(MATERIAL FOR THE TASK begins)

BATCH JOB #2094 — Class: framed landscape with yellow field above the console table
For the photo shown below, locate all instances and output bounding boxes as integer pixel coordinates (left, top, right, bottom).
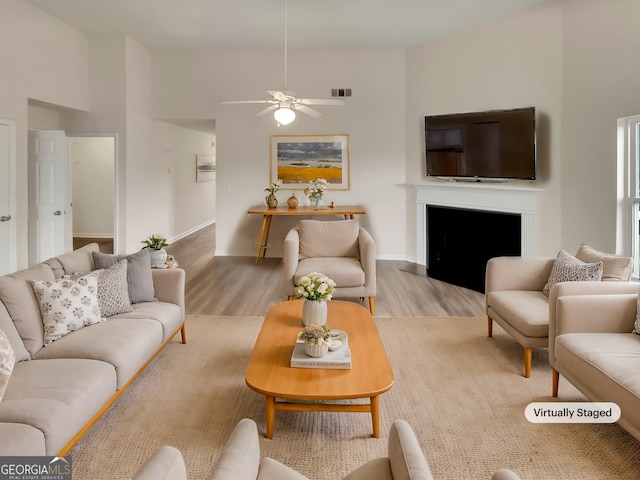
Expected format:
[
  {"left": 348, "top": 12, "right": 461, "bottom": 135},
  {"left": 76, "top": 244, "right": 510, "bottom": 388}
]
[{"left": 270, "top": 134, "right": 349, "bottom": 190}]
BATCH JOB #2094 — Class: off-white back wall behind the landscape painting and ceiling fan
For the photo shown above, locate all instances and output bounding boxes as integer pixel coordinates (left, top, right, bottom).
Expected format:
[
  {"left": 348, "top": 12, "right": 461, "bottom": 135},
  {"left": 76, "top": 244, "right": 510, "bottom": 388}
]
[{"left": 153, "top": 50, "right": 406, "bottom": 258}]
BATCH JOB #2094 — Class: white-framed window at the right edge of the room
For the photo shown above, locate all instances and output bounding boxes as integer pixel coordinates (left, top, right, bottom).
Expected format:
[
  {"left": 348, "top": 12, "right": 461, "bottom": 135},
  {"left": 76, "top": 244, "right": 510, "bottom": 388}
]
[{"left": 616, "top": 115, "right": 640, "bottom": 278}]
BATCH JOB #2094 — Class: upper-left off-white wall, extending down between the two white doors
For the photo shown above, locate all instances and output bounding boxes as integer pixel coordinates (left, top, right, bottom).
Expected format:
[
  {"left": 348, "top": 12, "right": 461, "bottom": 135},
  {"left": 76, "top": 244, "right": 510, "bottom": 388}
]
[{"left": 0, "top": 0, "right": 89, "bottom": 268}]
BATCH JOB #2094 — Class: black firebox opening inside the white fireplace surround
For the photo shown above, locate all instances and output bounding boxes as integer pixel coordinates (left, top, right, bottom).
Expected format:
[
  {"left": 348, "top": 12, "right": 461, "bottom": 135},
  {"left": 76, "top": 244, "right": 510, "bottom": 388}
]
[{"left": 427, "top": 206, "right": 521, "bottom": 293}]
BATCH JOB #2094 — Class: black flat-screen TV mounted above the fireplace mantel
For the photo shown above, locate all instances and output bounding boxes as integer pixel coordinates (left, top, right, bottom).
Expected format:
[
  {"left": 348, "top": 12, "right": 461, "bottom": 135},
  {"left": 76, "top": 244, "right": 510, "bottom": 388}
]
[{"left": 425, "top": 107, "right": 536, "bottom": 181}]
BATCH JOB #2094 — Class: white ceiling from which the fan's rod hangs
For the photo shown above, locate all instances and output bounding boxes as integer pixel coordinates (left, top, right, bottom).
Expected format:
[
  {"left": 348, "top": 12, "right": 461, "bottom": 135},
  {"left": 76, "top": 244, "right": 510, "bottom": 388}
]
[{"left": 26, "top": 0, "right": 557, "bottom": 50}]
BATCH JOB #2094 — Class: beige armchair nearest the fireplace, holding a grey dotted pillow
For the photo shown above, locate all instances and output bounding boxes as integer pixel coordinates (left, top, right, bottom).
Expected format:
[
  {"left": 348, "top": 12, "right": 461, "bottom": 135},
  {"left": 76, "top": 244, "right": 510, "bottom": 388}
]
[{"left": 485, "top": 245, "right": 638, "bottom": 378}]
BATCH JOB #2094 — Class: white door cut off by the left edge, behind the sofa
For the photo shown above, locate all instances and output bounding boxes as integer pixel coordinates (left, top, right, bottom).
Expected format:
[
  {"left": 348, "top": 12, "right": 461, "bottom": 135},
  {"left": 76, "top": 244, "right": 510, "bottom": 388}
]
[{"left": 0, "top": 119, "right": 17, "bottom": 275}]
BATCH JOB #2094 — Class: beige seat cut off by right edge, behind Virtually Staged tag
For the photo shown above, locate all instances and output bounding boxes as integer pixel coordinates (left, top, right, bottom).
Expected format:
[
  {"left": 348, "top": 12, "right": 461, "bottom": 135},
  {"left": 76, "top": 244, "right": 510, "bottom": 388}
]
[{"left": 549, "top": 294, "right": 640, "bottom": 440}]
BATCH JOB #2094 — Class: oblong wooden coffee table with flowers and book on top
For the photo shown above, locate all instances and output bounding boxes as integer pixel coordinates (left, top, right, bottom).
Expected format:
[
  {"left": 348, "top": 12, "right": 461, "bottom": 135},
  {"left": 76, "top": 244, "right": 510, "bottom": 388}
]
[{"left": 245, "top": 300, "right": 394, "bottom": 438}]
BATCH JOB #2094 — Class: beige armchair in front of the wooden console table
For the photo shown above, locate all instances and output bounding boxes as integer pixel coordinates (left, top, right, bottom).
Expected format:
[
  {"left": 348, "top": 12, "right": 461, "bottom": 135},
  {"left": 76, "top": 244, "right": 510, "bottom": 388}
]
[{"left": 284, "top": 220, "right": 376, "bottom": 315}]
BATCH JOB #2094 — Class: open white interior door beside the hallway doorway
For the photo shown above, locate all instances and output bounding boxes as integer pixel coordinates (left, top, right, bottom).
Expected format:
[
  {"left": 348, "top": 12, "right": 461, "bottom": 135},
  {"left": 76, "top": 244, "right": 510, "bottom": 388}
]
[{"left": 29, "top": 130, "right": 73, "bottom": 265}]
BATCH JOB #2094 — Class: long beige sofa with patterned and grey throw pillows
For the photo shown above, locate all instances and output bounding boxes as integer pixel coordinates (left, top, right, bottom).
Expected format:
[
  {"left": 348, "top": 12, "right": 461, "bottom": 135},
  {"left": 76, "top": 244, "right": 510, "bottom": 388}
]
[{"left": 0, "top": 244, "right": 186, "bottom": 456}]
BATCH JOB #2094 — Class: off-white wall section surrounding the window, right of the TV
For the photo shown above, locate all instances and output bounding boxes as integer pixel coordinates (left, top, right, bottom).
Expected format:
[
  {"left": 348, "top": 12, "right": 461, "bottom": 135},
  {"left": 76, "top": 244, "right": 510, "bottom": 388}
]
[{"left": 562, "top": 0, "right": 640, "bottom": 255}]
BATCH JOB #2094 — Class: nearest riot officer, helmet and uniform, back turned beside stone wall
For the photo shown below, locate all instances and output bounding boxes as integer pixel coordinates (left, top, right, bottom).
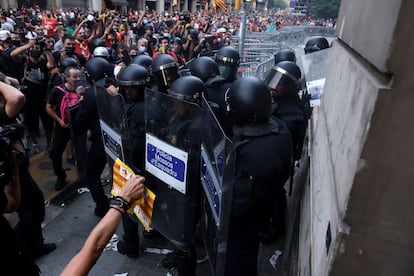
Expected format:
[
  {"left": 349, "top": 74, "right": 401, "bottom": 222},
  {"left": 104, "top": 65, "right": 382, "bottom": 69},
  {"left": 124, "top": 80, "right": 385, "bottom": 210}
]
[{"left": 225, "top": 77, "right": 292, "bottom": 276}]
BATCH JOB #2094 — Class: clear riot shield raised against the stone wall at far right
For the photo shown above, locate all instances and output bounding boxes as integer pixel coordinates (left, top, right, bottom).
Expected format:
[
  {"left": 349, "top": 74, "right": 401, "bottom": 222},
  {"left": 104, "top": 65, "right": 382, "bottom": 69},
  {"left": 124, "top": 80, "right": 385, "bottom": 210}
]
[{"left": 298, "top": 48, "right": 330, "bottom": 107}]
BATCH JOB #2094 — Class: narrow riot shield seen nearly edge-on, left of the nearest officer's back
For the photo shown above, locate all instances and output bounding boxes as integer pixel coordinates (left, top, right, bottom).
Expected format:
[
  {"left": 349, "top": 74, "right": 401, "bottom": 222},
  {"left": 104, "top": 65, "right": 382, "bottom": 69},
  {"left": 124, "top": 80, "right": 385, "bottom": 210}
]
[{"left": 200, "top": 97, "right": 234, "bottom": 275}]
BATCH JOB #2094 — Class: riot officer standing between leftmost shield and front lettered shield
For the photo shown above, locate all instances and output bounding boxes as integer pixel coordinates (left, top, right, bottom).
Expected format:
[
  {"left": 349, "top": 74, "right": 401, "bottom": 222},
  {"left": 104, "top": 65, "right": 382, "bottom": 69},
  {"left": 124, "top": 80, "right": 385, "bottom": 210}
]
[{"left": 117, "top": 64, "right": 150, "bottom": 258}]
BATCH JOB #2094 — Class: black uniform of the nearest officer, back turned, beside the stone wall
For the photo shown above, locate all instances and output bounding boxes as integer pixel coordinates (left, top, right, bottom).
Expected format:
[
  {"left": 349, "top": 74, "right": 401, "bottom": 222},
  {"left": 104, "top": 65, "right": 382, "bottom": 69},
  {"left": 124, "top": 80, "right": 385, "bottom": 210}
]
[{"left": 225, "top": 119, "right": 291, "bottom": 276}]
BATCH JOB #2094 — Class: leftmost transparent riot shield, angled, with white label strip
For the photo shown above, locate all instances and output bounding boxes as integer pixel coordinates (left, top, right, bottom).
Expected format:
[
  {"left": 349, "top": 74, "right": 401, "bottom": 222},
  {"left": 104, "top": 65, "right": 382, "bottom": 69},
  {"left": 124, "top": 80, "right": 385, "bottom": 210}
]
[{"left": 93, "top": 86, "right": 131, "bottom": 164}]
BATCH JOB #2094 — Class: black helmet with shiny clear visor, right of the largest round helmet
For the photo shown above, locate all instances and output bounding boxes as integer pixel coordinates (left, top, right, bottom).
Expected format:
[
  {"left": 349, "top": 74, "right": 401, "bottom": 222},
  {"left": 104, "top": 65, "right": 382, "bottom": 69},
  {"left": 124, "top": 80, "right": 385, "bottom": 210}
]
[{"left": 264, "top": 61, "right": 302, "bottom": 90}]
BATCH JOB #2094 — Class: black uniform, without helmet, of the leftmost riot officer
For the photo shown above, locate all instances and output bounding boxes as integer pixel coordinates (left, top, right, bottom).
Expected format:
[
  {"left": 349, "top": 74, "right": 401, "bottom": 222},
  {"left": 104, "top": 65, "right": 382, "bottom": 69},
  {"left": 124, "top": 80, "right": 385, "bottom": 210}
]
[{"left": 72, "top": 87, "right": 109, "bottom": 216}]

(MATERIAL FOR THE TASK ends)

WHAT IS EXPECTED: Return each line of the entries that holds the string "back".

YOUR SOLUTION:
BATCH JOB #2094 — Class: off-white back wall behind the landscape painting and ceiling fan
BATCH JOB #2094 — Class: nearest riot officer, helmet and uniform, back turned beside stone wall
BATCH JOB #2094 — Class: narrow riot shield seen nearly edge-on, left of the nearest officer's back
BATCH JOB #2094 — Class: black uniform of the nearest officer, back turned, beside the stone wall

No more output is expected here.